▶ [Problem description]
Arrange the lines below as a numbered list, omitting any blank lines.
[begin Input material]
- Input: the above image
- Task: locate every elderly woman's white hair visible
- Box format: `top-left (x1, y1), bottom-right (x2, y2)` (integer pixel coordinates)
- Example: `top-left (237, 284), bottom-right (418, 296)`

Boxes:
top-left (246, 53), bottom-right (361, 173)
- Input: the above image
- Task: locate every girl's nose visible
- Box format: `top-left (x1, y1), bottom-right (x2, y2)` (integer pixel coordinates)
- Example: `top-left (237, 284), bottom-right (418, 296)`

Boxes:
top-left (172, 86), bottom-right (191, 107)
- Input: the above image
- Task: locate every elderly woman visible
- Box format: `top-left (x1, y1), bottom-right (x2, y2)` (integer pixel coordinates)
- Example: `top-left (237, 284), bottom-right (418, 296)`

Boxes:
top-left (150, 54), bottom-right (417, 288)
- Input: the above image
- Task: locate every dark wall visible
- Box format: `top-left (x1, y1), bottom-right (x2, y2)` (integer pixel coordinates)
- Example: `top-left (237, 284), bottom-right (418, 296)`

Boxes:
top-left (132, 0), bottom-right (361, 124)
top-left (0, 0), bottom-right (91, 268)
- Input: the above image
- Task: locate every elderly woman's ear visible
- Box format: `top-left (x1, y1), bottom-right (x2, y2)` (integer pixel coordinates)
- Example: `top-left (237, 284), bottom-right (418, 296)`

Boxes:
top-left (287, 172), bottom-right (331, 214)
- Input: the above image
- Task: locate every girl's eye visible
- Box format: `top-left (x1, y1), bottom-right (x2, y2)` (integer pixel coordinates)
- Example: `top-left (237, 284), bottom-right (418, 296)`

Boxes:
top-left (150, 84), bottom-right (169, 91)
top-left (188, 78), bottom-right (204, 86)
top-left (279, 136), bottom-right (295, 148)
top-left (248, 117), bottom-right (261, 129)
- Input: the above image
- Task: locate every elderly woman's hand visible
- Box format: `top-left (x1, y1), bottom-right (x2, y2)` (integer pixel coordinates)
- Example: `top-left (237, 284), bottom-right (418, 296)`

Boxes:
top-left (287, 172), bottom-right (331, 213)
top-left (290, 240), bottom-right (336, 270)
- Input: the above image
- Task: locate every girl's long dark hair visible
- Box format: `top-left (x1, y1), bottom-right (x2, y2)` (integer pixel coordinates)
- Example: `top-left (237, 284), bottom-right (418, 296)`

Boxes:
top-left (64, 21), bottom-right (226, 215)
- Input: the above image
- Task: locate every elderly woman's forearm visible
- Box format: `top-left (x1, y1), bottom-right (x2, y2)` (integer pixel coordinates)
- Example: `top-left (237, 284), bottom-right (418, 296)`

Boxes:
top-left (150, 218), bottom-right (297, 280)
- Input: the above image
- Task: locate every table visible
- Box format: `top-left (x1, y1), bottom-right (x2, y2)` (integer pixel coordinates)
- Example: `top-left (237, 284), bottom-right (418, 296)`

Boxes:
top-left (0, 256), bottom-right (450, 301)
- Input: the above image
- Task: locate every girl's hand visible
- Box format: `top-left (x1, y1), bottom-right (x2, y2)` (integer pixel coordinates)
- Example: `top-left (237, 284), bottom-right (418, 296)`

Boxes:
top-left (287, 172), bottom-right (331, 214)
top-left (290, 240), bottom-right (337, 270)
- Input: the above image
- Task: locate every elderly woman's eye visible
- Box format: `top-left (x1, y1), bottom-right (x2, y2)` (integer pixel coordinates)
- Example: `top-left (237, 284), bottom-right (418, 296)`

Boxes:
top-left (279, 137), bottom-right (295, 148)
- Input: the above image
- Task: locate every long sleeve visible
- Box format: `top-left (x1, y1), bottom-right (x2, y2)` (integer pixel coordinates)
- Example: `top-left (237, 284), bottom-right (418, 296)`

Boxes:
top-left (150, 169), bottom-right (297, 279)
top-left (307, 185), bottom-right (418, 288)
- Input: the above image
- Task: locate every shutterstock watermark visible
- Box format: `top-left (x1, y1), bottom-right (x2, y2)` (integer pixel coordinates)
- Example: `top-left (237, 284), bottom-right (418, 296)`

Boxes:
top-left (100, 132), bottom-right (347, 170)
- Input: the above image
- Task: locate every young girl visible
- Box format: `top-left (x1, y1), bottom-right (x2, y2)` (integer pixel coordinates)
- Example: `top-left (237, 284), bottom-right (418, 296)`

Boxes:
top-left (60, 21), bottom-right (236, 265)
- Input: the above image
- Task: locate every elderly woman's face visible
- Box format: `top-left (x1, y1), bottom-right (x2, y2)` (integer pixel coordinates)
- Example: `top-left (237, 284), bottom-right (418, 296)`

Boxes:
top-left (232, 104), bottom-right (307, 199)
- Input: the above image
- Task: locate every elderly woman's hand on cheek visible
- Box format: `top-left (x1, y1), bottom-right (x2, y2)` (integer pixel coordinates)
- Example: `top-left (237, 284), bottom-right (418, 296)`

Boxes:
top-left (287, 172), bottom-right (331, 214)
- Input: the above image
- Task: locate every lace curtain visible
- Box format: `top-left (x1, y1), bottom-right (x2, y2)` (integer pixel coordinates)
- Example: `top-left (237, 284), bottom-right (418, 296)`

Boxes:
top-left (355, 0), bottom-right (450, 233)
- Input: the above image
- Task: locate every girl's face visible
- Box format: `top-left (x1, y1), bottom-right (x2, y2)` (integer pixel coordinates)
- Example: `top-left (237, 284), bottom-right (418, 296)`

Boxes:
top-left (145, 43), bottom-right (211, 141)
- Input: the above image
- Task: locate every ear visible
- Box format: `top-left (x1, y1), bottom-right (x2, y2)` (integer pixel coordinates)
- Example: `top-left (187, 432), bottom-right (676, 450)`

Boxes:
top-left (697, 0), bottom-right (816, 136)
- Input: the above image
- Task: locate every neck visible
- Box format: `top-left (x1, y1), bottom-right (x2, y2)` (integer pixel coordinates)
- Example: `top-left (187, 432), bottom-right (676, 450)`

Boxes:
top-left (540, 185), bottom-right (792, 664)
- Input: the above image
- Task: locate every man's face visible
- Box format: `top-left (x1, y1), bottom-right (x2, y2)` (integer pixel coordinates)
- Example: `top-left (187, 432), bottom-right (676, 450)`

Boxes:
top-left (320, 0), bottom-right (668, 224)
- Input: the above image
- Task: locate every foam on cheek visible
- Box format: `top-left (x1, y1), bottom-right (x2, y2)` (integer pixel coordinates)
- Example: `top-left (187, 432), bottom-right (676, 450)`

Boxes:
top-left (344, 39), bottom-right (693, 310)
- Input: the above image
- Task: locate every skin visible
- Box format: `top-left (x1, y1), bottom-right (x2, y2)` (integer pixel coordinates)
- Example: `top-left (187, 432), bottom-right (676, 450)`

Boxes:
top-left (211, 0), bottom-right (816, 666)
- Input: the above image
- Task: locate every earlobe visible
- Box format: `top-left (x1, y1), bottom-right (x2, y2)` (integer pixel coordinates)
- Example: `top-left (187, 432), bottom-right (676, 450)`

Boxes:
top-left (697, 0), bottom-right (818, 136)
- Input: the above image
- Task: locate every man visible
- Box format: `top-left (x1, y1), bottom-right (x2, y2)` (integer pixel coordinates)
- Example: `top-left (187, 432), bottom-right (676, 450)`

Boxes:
[end Input material]
▶ [Result for this exercise]
1. - Input: the above image
2. - Task: locate every elderly woman's white hair visible
3. - Box format: `top-left (x1, y1), bottom-right (x2, y2)` (integer pixel coordinates)
4. - Example: `top-left (237, 284), bottom-right (418, 296)`
5. Boxes:
6. top-left (246, 53), bottom-right (361, 173)
7. - Input: the above image
8. - Task: locate every girl's nose visible
9. - Box format: `top-left (x1, y1), bottom-right (x2, y2)` (integer pixel coordinates)
10. - Example: `top-left (237, 284), bottom-right (418, 296)`
11. Boxes:
12. top-left (172, 86), bottom-right (191, 107)
13. - Input: the above image
14. - Task: locate every elderly woman visible
15. - Box format: `top-left (x1, y1), bottom-right (x2, y2)` (integer pixel coordinates)
16. - Example: `top-left (237, 284), bottom-right (418, 296)`
17. Boxes:
18. top-left (150, 54), bottom-right (417, 288)
19. - Input: the above image
20. - Task: locate every dark wall visible
21. - Box format: `top-left (x1, y1), bottom-right (x2, y2)` (integer pixel coordinates)
22. - Example: `top-left (237, 284), bottom-right (418, 296)`
23. Boxes:
24. top-left (132, 0), bottom-right (361, 124)
25. top-left (0, 0), bottom-right (91, 268)
26. - Input: the above image
27. - Task: locate every elderly woman's ear visible
28. - Box format: `top-left (x1, y1), bottom-right (x2, y2)` (integer pixel coordinates)
29. - Example: `top-left (237, 284), bottom-right (418, 296)`
30. Boxes:
31. top-left (287, 172), bottom-right (331, 214)
32. - Input: the above image
33. - Task: locate every girl's eye visible
34. - Box format: `top-left (x1, y1), bottom-right (x2, y2)` (integer pixel coordinates)
35. - Example: `top-left (237, 284), bottom-right (418, 296)`
36. Boxes:
37. top-left (150, 84), bottom-right (169, 91)
38. top-left (188, 78), bottom-right (204, 86)
39. top-left (279, 136), bottom-right (295, 148)
40. top-left (248, 117), bottom-right (261, 129)
41. - Input: the above image
42. - Task: locate every elderly woman's hand visible
43. - Box format: `top-left (x1, y1), bottom-right (x2, y2)` (integer pixel coordinates)
44. - Example: `top-left (237, 284), bottom-right (418, 296)`
45. Boxes:
46. top-left (287, 172), bottom-right (331, 213)
47. top-left (290, 240), bottom-right (336, 270)
48. - Input: the above image
49. - Task: locate every girl's long dark hair visible
50. - Box format: `top-left (x1, y1), bottom-right (x2, y2)` (integer pixel coordinates)
51. - Example: `top-left (237, 284), bottom-right (418, 296)`
52. Boxes:
53. top-left (64, 21), bottom-right (226, 215)
54. - Input: the above image
55. - Task: locate every elderly woman's forearm visible
56. - Box format: `top-left (x1, y1), bottom-right (x2, y2)` (integer pixel coordinates)
57. - Example: `top-left (237, 284), bottom-right (418, 296)`
58. Boxes:
59. top-left (150, 218), bottom-right (297, 280)
60. - Input: the above image
61. - Task: locate every table visible
62. - Box format: `top-left (x1, y1), bottom-right (x2, y2)` (integer pixel coordinates)
63. - Example: `top-left (237, 284), bottom-right (418, 296)`
64. Boxes:
65. top-left (0, 256), bottom-right (450, 301)
66. - Input: the above image
67. - Task: locate every girl's hand visible
68. - Box format: `top-left (x1, y1), bottom-right (x2, y2)` (integer pixel coordinates)
69. - Example: `top-left (237, 284), bottom-right (418, 296)`
70. Boxes:
71. top-left (287, 172), bottom-right (331, 214)
72. top-left (290, 240), bottom-right (337, 270)
73. - Input: the above image
74. - Task: locate every elderly woman's eye visible
75. - Box format: `top-left (x1, y1), bottom-right (x2, y2)` (integer pixel coordinates)
76. - Example: `top-left (237, 284), bottom-right (418, 296)`
77. Boxes:
78. top-left (279, 137), bottom-right (295, 148)
79. - Input: the above image
80. - Task: locate every long sleeve visible
81. - Box format: `top-left (x1, y1), bottom-right (x2, y2)` (integer pixel coordinates)
82. - Example: `top-left (237, 284), bottom-right (418, 296)`
83. Boxes:
84. top-left (150, 169), bottom-right (297, 279)
85. top-left (307, 185), bottom-right (418, 288)
86. - Input: the above image
87. - Task: locate every shutterstock watermark visible
88. - Box format: `top-left (x1, y1), bottom-right (x2, y2)` (integer pixel coordinates)
89. - Example: `top-left (237, 284), bottom-right (418, 296)`
90. Boxes:
91. top-left (100, 132), bottom-right (347, 170)
92. - Input: the above image
93. - Task: locate every young girl visible
94. - Box format: `top-left (x1, y1), bottom-right (x2, y2)` (integer pixel coordinates)
95. - Example: `top-left (237, 284), bottom-right (418, 296)`
96. Boxes:
97. top-left (60, 21), bottom-right (236, 265)
98. - Input: the above image
99. - Task: locate every elderly woman's face visible
100. - Box format: `top-left (x1, y1), bottom-right (x2, y2)` (integer pixel coordinates)
101. - Example: `top-left (237, 284), bottom-right (418, 296)`
102. Boxes:
103. top-left (232, 104), bottom-right (307, 199)
104. - Input: the above image
105. - Task: locate every elderly woman's hand on cheek visible
106. - Box format: `top-left (x1, y1), bottom-right (x2, y2)` (integer pixel coordinates)
107. - Example: `top-left (237, 284), bottom-right (418, 296)`
108. Boxes:
109. top-left (287, 172), bottom-right (331, 214)
110. - Input: the above image
111. - Task: locate every lace curtain visible
112. - Box format: `top-left (x1, y1), bottom-right (x2, y2)` (integer pixel coordinates)
113. - Example: `top-left (237, 284), bottom-right (418, 296)`
114. Boxes:
115. top-left (355, 0), bottom-right (450, 233)
116. - Input: the above image
117. - Task: locate every girl's face visible
118. - Box format: `top-left (x1, y1), bottom-right (x2, y2)` (integer pixel coordinates)
119. - Example: `top-left (237, 284), bottom-right (418, 296)`
120. Boxes:
121. top-left (145, 43), bottom-right (211, 141)
122. - Input: the above image
123. - Task: locate every ear visible
124. - Box format: `top-left (x1, y1), bottom-right (x2, y2)` (integer pixel coordinates)
125. - Example: `top-left (187, 432), bottom-right (676, 450)`
126. Boxes:
127. top-left (697, 0), bottom-right (816, 136)
128. - Input: the above image
129. - Task: locate every neck visible
130. - Box format: `top-left (x1, y1), bottom-right (x2, y2)` (integer pixel coordinates)
131. - Example: `top-left (187, 432), bottom-right (676, 450)`
132. Boxes:
133. top-left (540, 185), bottom-right (792, 664)
134. - Input: the above image
135. - Task: locate every man's face visible
136. - Box format: `top-left (x1, y1), bottom-right (x2, y2)` (integer pixel coordinates)
137. - Example: `top-left (187, 432), bottom-right (676, 450)`
138. Boxes:
139. top-left (320, 0), bottom-right (668, 224)
140. - Input: the above image
141. - Task: locate every foam on cheek visible
142. - Box format: `top-left (x1, y1), bottom-right (x2, y2)` (integer pixel coordinates)
143. - Example: `top-left (187, 432), bottom-right (676, 450)`
144. Boxes:
145. top-left (344, 39), bottom-right (693, 310)
146. - Input: the above image
147. - Task: locate every skin visible
148. - Box format: `top-left (x1, y1), bottom-right (x2, y2)` (integer pixel coordinates)
149. - Example: `top-left (187, 432), bottom-right (676, 450)`
150. Boxes:
151. top-left (211, 0), bottom-right (816, 666)
152. - Input: the above image
153. - Task: locate every earlobe visible
154. - Box format: `top-left (x1, y1), bottom-right (x2, y2)` (integer pixel coordinates)
155. - Example: `top-left (187, 432), bottom-right (676, 450)`
156. Boxes:
157. top-left (697, 0), bottom-right (818, 136)
158. - Input: the above image
159. - Task: locate every man visible
160. - Box format: `top-left (x1, y1), bottom-right (x2, y2)` (integer pixel coordinates)
161. - Example: `top-left (187, 432), bottom-right (676, 450)`
162. Boxes:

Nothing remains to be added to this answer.